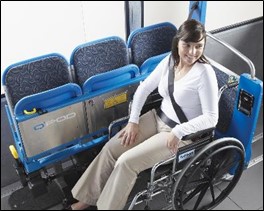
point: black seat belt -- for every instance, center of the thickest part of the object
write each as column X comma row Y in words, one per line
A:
column 176, row 107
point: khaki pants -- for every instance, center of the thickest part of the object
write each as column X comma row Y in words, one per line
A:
column 109, row 179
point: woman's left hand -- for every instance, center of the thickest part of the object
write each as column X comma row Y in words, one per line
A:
column 173, row 142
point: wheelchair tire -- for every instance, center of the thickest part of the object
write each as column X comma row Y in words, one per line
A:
column 210, row 176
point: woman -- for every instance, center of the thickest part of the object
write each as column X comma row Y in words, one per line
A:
column 146, row 140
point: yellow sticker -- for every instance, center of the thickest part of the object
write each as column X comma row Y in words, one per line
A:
column 115, row 100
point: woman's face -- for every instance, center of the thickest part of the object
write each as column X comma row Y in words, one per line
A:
column 190, row 52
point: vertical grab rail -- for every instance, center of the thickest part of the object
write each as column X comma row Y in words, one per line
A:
column 238, row 53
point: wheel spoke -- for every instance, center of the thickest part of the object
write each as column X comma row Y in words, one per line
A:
column 200, row 197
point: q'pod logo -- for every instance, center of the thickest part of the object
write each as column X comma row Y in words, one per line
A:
column 59, row 119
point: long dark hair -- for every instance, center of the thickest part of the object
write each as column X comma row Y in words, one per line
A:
column 190, row 31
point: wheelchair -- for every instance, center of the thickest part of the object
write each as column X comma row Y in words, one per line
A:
column 57, row 111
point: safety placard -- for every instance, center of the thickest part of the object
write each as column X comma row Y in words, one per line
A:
column 115, row 100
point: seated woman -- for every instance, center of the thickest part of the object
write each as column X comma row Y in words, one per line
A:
column 147, row 139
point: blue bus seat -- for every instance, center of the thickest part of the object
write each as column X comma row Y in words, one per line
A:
column 49, row 99
column 111, row 78
column 151, row 63
column 98, row 56
column 110, row 94
column 150, row 41
column 35, row 75
column 44, row 109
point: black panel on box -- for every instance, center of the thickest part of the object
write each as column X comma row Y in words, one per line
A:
column 245, row 102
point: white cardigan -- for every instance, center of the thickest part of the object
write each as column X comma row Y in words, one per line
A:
column 196, row 93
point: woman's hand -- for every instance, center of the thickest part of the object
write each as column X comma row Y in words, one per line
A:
column 173, row 142
column 129, row 134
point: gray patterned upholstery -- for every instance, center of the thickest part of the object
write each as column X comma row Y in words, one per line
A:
column 150, row 41
column 98, row 57
column 35, row 75
column 226, row 103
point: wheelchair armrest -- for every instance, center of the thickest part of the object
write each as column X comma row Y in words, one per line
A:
column 199, row 135
column 116, row 124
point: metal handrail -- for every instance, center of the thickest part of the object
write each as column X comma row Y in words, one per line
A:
column 238, row 53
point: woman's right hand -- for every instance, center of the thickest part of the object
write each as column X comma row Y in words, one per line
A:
column 129, row 134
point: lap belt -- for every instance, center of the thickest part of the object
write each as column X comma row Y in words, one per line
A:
column 166, row 119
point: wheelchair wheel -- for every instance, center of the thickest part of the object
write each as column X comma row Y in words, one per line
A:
column 210, row 176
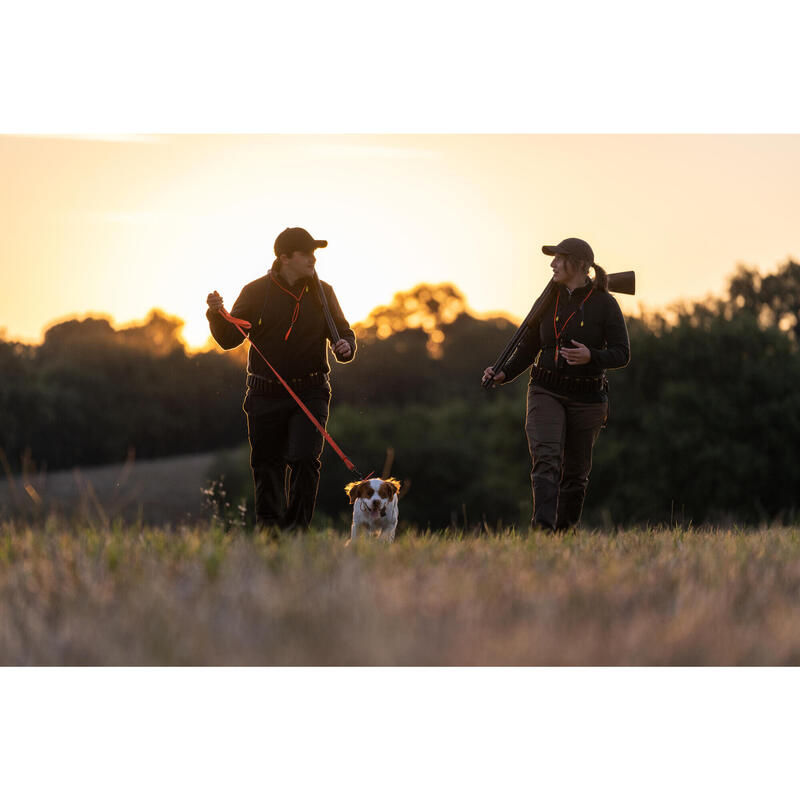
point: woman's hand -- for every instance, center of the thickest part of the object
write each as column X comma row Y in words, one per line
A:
column 342, row 348
column 496, row 379
column 576, row 355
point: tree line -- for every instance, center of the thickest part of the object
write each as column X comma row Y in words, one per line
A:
column 704, row 422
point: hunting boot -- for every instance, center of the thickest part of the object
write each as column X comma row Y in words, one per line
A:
column 545, row 499
column 570, row 506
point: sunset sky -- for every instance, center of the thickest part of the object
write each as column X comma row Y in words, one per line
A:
column 119, row 225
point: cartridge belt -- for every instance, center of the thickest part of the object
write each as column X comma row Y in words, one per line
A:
column 565, row 383
column 261, row 385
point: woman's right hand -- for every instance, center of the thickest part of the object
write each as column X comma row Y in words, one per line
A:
column 497, row 379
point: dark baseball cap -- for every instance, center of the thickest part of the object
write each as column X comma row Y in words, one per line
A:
column 571, row 247
column 296, row 239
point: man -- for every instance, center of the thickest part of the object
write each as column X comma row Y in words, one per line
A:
column 289, row 327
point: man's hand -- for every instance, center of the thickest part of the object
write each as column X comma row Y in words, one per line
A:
column 576, row 355
column 496, row 379
column 342, row 348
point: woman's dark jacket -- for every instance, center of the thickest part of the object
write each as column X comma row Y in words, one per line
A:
column 602, row 330
column 269, row 310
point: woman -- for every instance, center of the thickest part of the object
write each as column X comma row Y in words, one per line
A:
column 580, row 335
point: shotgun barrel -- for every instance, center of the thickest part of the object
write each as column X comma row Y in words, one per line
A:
column 619, row 282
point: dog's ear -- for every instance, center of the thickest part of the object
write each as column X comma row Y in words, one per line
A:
column 352, row 490
column 394, row 486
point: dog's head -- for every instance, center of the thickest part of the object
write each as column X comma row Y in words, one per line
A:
column 374, row 494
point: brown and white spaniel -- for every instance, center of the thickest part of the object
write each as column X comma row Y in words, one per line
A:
column 374, row 508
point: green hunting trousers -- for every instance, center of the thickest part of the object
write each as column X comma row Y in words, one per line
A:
column 561, row 434
column 285, row 449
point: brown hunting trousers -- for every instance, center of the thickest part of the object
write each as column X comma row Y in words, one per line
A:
column 561, row 434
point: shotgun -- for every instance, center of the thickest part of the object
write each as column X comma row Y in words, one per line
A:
column 334, row 334
column 622, row 282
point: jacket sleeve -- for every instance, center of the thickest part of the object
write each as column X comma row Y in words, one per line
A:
column 617, row 350
column 524, row 354
column 225, row 334
column 342, row 325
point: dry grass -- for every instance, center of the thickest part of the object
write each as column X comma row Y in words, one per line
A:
column 85, row 593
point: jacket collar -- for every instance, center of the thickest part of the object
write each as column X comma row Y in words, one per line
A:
column 292, row 287
column 577, row 294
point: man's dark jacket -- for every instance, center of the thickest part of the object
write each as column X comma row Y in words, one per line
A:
column 269, row 310
column 603, row 332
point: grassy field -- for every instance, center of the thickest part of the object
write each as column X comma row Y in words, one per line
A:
column 87, row 593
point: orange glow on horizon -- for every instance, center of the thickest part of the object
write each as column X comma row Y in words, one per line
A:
column 158, row 222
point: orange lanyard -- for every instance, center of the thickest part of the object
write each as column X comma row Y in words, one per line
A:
column 555, row 318
column 297, row 298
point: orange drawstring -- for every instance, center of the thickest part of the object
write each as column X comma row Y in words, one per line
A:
column 297, row 299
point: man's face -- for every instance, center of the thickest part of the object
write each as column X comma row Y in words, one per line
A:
column 300, row 263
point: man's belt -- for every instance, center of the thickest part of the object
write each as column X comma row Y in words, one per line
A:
column 261, row 385
column 565, row 383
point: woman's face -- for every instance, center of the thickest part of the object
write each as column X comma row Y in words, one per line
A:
column 563, row 271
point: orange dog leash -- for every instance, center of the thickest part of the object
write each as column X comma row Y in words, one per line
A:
column 241, row 324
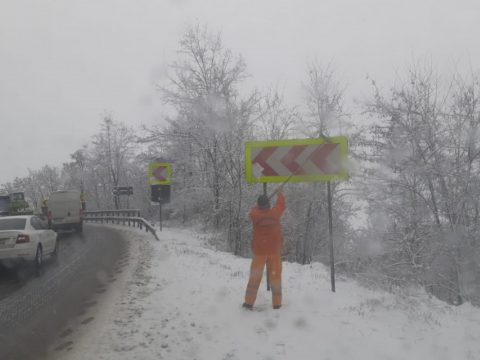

····················

* [EXERCISE DESCRIPTION]:
If an entry contains a picture, skip the picture and reproduce everything else exactly.

* [THE ANSWER]:
point: black seat belt -- for every instance, center of the thickest part of the object
write each as column X comma row Y in words, one per line
A:
column 176, row 107
point: khaki pants -- for every instance, center of the thickest part of the object
write each as column X comma row Y in words, one per line
A:
column 109, row 179
point: woman's left hand -- for every instance, center of the thickest part of the object
write each as column X comma row Y in words, one per line
A:
column 173, row 142
point: wheelchair tire -- for every instance, center of the thickest part of the object
write each as column X comma row Y in words, one per line
A:
column 210, row 176
point: woman -- for every instance, center of the thickest part of the object
write each as column X comma row Y in words, one per line
A:
column 146, row 140
point: yellow sticker -- for every instance, center of the thickest part of the object
write each as column X comma row Y in words, one per line
A:
column 115, row 100
point: woman's face -- for every instance, center of the thickest part of the object
write each as column X comma row Y in words, one per line
A:
column 190, row 52
point: vertical grab rail -- for every instance, center of the thickest part of the object
write each as column X comma row Y in words, one per line
A:
column 238, row 53
point: wheel spoke -- for every instance, center of the thickest part of the object
write each as column X comma row Y in words, one per line
A:
column 200, row 197
point: q'pod logo -- for every instance, center of the thickest part of the object
write each as column X comma row Y in words, one per line
A:
column 59, row 119
point: long dark hair -- for every instance, center of the thickest part of the object
write each as column X comma row Y in words, one per line
A:
column 190, row 31
point: wheelchair -- for every instance, center of the thickest part of the object
write each as column X comma row Y in words, one per line
A:
column 57, row 111
point: safety placard -- for every instance, center of the thickest part of the object
write each as column X comma row Y in words, one per line
A:
column 115, row 100
point: seated woman -- for every instance, center of the thickest part of the object
write each as column X comma row Y in words, one per line
A:
column 147, row 139
point: blue bus seat -- for every instance, center of the thickest part of the object
write each as column X comma row Y in words, one per line
A:
column 49, row 99
column 111, row 78
column 151, row 63
column 98, row 56
column 110, row 94
column 150, row 41
column 35, row 75
column 44, row 109
point: black panel on box -- for every instance, center of the thickest part of the object
write each as column X comma row Y in words, one per line
A:
column 245, row 102
point: white cardigan -- for every instance, center of the thickest part of the object
write each as column X comma row Y in words, one per line
A:
column 196, row 93
point: woman's hand -- for every instance, center of the thickest part of the object
write each as column X comma row Y in words, one per line
A:
column 173, row 142
column 129, row 134
point: gray patterned upholstery -- for every instance, center of the thickest part of the object
write each as column X comma row Y in words, one per line
A:
column 150, row 41
column 98, row 57
column 35, row 75
column 226, row 103
point: wheelchair armrest -- for every instance, center of the thickest part of the object
write each as column X comma row Y in words, one per line
A:
column 199, row 135
column 116, row 124
point: metal handrail -- for every instance, center of the thickest part of the object
write each as column X comma row Y in words, one per line
A:
column 238, row 53
point: woman's right hand -- for every instance, center of the thickest part of the object
write each as column X comma row Y in words, one per line
A:
column 129, row 134
point: lap belt -- for every instance, center of the thickest part of the object
write each as column X comma row Y in words, one per line
A:
column 166, row 119
point: wheelchair wheel -- for every instance, center of the thickest part of the object
write each as column X comma row Y in words, one per line
A:
column 210, row 176
point: woman's hand -- for every instance, center of the thickest part of the object
write each as column X comma row Y in words, one per line
A:
column 342, row 348
column 496, row 379
column 576, row 355
point: tree line -- for every instance, center of the thickest part of the object
write each as column X comma row Y in words, one per line
A:
column 704, row 422
point: hunting boot -- for every instance, center of the thickest part of the object
write each as column X comma row Y in words, one per line
A:
column 545, row 499
column 570, row 506
point: sunset sky -- for every instance, center of the thickest part of the object
write each as column X comma row Y in words, one per line
A:
column 119, row 225
point: cartridge belt -- for every instance, center of the thickest part of the object
write each as column X comma row Y in words, one per line
A:
column 565, row 383
column 261, row 385
point: woman's right hand -- for every instance, center of the thickest part of the object
write each as column X comma row Y in words, one per line
A:
column 497, row 379
point: dark baseball cap -- for every instance, center of the thickest part of the object
write each as column X comma row Y in words, one per line
A:
column 571, row 247
column 296, row 239
point: man -- for every instance, center of the thickest part of the object
write each as column X comma row Y in words, one per line
A:
column 289, row 327
point: man's hand -- for every instance, center of the thickest part of the object
write each as column X comma row Y in words, one per line
A:
column 576, row 355
column 496, row 379
column 342, row 348
point: woman's dark jacket -- for every instance, center of the thickest part of the object
write each as column X comma row Y in words, one per line
A:
column 602, row 330
column 269, row 310
point: woman -- for every instance, center of the thickest part of the object
write each as column X comma row Y in words, one per line
A:
column 580, row 335
point: shotgun barrel -- for every instance, center of the thickest part of the object
write each as column X comma row Y in words, one per line
A:
column 619, row 282
point: dog's ear -- for every instance, center of the thickest part of the object
write each as column X comma row Y in words, one per line
A:
column 352, row 490
column 394, row 486
point: dog's head -- for every instance, center of the thickest part of the object
write each as column X comma row Y in words, one per line
A:
column 374, row 494
point: brown and white spaniel -- for every instance, center of the thickest part of the object
write each as column X comma row Y in words, one per line
A:
column 374, row 508
point: green hunting trousers -- for every instance, center of the thickest part of the object
write each as column X comma row Y in words, one per line
A:
column 561, row 434
column 285, row 449
point: brown hunting trousers -- for every instance, center of the thickest part of the object
write each as column X comma row Y in words, one per line
A:
column 561, row 434
point: shotgun -- for every instance, center of the thickest part of the object
write each as column X comma row Y in words, one per line
A:
column 334, row 334
column 622, row 282
point: jacket sleeve -- for every instance, center of the thickest part of the object
write each as column X comma row Y in words, one per line
A:
column 617, row 350
column 524, row 354
column 225, row 334
column 342, row 325
point: dry grass -- for every instance, center of the thickest part of the object
write each as column X comma row Y in words, one per line
A:
column 85, row 593
point: jacket collar -- for every instance, center of the thickest part of the object
write each as column X comma row Y in words, one per line
A:
column 292, row 287
column 577, row 294
point: man's dark jacket -- for every instance, center of the thickest part of the object
write each as column X comma row Y in words, one per line
A:
column 269, row 310
column 603, row 332
point: grassy field -- for every instance, center of the thickest part of the object
write each as column X comma row Y in words, one per line
A:
column 87, row 593
point: orange glow on horizon -- for every instance, center of the thickest part of the object
write each as column X comma row Y in words, one per line
A:
column 158, row 222
point: orange lanyard -- for every instance, center of the thickest part of the object
write each as column X comma row Y in words, one per line
A:
column 555, row 318
column 297, row 298
point: orange drawstring -- for every instance, center of the thickest part of the object
write each as column X comma row Y in words, one per line
A:
column 297, row 299
point: man's face -- for every instance, center of the thickest part of the object
write each as column X comma row Y in words, one per line
A:
column 300, row 263
point: man's belt -- for every instance, center of the thickest part of the object
write each as column X comma row Y in words, one per line
A:
column 261, row 385
column 565, row 383
point: woman's face -- for every instance, center of the thickest part of the object
write each as column X comma row Y in words, one per line
A:
column 563, row 271
point: orange dog leash -- for every instance, center of the thickest part of the object
write each as column X comma row Y in words, one per line
A:
column 241, row 324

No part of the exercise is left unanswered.